PROBLEM DESCRIPTION -
Extract every line of the records below that contains the word "dirt", and copy each one unchanged.

-- begin --

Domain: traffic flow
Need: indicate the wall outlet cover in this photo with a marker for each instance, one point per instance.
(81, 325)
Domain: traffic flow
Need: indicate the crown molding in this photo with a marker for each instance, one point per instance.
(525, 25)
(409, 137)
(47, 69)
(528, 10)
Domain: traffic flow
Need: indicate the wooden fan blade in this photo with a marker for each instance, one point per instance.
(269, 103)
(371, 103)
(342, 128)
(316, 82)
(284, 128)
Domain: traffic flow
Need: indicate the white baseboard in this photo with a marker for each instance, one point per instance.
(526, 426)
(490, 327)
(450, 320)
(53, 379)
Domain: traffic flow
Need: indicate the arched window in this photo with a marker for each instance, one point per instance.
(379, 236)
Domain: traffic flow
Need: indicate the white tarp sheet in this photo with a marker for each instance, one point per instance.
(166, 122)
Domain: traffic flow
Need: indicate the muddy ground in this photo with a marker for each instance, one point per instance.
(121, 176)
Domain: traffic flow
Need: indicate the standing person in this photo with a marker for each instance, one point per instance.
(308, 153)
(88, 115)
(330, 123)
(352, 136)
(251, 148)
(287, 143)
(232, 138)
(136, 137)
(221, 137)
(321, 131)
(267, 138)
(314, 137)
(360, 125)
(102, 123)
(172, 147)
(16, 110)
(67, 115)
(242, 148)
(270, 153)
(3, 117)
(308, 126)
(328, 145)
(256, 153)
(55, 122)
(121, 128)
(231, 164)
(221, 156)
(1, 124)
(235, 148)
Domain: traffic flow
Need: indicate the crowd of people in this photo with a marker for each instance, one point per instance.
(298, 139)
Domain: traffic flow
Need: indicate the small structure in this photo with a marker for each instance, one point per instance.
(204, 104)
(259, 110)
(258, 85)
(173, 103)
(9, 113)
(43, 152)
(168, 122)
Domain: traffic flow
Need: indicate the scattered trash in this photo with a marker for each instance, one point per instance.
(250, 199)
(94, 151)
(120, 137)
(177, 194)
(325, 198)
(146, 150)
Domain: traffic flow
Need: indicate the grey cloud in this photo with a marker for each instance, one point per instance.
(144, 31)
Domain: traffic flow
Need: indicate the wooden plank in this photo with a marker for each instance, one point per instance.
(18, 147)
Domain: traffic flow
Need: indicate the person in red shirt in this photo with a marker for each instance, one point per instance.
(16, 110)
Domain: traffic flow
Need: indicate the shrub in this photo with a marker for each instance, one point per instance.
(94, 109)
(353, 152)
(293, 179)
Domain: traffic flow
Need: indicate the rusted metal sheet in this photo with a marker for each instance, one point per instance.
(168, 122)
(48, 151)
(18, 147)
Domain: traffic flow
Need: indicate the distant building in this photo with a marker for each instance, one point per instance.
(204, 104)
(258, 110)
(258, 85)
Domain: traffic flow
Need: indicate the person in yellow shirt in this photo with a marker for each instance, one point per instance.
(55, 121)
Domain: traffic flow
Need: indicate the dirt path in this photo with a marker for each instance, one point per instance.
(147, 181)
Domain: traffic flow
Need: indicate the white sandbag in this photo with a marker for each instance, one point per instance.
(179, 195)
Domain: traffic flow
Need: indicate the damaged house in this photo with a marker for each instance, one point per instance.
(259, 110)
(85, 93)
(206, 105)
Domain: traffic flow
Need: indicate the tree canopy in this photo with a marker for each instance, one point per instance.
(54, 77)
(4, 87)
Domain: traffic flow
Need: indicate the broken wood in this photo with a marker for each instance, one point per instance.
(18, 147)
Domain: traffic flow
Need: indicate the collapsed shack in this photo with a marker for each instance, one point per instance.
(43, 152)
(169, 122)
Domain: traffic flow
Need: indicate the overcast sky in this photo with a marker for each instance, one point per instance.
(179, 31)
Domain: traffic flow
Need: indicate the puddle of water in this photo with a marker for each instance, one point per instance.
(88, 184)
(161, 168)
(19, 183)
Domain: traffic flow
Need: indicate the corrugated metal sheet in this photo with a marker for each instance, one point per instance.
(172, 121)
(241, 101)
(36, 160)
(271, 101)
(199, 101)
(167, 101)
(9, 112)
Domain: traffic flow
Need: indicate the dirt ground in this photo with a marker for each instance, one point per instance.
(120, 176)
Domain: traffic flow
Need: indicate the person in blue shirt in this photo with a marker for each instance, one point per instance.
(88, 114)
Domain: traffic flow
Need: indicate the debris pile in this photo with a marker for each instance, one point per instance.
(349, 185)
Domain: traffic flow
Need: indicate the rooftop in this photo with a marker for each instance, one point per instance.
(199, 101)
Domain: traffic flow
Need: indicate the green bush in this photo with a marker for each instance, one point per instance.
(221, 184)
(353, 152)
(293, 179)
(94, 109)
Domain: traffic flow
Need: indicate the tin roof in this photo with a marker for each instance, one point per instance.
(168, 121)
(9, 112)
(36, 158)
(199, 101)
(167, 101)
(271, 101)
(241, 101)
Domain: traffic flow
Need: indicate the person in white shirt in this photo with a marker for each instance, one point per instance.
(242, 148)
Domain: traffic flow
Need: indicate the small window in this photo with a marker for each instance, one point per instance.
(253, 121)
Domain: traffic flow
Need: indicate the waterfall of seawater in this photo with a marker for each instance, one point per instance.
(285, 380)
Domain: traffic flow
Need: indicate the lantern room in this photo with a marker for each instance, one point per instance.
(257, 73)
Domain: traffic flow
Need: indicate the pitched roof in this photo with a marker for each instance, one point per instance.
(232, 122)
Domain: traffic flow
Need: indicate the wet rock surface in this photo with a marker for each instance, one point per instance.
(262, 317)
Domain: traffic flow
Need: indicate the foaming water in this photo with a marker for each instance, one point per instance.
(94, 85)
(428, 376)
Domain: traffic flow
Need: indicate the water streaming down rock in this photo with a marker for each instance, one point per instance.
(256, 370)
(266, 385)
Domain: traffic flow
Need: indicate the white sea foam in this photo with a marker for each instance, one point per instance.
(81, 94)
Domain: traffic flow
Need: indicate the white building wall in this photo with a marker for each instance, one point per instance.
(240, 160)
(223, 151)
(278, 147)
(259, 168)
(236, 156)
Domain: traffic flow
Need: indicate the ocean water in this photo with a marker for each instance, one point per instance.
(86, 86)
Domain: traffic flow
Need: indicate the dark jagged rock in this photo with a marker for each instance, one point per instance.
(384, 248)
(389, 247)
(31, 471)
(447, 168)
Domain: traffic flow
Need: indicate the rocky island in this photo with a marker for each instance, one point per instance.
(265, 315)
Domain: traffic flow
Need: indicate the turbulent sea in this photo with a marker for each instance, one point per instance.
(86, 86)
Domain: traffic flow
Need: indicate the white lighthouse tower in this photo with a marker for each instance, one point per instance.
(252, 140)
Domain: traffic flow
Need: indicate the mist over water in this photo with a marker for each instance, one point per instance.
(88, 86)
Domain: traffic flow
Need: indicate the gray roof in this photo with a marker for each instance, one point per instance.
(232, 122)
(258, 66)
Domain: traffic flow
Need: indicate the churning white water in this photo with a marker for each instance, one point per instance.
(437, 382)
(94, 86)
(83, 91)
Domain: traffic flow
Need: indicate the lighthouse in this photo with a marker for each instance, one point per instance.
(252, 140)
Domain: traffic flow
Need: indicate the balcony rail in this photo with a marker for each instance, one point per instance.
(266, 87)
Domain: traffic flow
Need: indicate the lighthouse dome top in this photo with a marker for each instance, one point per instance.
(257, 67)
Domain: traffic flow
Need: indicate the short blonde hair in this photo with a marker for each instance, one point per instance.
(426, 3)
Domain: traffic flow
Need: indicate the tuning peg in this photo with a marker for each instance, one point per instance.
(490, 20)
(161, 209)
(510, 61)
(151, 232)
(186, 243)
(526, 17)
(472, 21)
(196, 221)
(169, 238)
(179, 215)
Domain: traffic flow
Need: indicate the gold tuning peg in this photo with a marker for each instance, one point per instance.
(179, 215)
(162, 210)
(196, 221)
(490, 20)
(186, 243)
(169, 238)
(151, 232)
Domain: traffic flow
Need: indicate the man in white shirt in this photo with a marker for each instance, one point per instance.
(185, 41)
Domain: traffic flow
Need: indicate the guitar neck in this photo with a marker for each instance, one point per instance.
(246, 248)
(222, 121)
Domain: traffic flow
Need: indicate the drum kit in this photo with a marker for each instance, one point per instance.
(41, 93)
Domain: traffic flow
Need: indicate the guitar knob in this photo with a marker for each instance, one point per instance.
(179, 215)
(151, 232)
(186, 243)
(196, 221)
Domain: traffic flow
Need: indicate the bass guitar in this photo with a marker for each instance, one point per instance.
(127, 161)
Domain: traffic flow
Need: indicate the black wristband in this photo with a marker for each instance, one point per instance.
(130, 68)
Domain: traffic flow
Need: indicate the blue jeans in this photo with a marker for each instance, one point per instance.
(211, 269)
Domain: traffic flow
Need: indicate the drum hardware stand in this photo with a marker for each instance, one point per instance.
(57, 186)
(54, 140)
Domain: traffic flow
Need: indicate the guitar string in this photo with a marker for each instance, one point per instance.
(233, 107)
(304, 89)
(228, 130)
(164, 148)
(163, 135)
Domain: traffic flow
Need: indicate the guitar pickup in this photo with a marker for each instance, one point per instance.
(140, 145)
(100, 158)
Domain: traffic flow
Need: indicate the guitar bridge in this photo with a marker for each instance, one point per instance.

-- end --

EXERCISE RESULT -
Need: indicate the dirt path in this photo with a marker for each instance, one point per instance.
Need: indicate the dirt ground in this photo with a marker for each instance, one point per instance.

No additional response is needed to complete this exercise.